QUÉ HARÁS: Enumera, por favor, cada línea de las entradas que contenga la palabra "outline", copiando cada una completa.

Registros de anotación de segmentación:
━━━━━━━━━━━━━━━━━━━━━━━━━━━━━━

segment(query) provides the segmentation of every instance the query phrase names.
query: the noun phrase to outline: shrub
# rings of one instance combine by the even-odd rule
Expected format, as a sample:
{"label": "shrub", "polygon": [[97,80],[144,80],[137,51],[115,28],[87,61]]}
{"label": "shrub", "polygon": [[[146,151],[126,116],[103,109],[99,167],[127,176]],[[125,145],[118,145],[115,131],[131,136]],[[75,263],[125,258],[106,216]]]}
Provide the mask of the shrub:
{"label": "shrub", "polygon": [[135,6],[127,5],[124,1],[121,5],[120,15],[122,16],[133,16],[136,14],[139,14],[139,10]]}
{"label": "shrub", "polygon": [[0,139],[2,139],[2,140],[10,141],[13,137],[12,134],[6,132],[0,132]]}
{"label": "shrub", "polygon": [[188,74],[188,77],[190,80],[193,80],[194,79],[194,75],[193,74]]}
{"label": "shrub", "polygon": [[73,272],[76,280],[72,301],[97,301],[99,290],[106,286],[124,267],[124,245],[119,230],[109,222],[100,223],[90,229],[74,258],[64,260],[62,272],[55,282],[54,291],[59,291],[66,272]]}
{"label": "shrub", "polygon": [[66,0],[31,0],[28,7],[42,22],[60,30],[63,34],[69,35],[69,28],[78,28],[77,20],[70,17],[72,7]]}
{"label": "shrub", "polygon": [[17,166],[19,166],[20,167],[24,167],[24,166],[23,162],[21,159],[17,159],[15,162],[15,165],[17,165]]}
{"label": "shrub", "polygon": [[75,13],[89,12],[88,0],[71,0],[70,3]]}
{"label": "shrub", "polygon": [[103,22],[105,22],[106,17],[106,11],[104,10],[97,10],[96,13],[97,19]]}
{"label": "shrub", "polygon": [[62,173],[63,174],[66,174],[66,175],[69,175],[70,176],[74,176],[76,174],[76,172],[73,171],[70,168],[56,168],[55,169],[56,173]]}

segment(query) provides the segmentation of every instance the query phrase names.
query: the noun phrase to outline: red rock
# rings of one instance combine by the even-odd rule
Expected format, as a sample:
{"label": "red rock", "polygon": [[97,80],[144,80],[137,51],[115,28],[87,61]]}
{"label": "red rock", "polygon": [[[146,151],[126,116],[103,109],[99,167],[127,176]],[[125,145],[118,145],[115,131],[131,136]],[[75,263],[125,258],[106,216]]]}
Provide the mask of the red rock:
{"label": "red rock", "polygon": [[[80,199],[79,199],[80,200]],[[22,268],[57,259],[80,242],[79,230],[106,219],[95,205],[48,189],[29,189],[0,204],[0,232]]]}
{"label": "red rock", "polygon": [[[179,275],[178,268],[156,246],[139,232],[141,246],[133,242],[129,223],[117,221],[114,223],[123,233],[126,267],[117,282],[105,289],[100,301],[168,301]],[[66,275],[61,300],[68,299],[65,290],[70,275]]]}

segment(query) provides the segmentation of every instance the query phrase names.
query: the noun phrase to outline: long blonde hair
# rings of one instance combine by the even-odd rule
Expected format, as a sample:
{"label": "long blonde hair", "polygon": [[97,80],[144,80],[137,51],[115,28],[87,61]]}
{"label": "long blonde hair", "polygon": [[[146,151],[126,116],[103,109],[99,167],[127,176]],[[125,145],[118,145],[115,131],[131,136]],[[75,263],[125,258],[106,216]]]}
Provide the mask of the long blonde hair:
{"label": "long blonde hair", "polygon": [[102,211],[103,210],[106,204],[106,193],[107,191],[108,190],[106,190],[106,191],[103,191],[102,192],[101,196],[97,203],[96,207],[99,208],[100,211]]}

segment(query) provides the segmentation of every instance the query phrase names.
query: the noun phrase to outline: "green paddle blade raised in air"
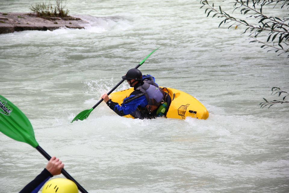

━━━━━━━━━━━━━━━━━━━━━━━━━━━━━━

RESULTADO:
query: the noun phrase to outline: shrub
query: the noun phrase to outline: red rock
query: the noun phrase to outline: long blonde hair
query: the noun phrase to outline: "green paddle blade raised in air"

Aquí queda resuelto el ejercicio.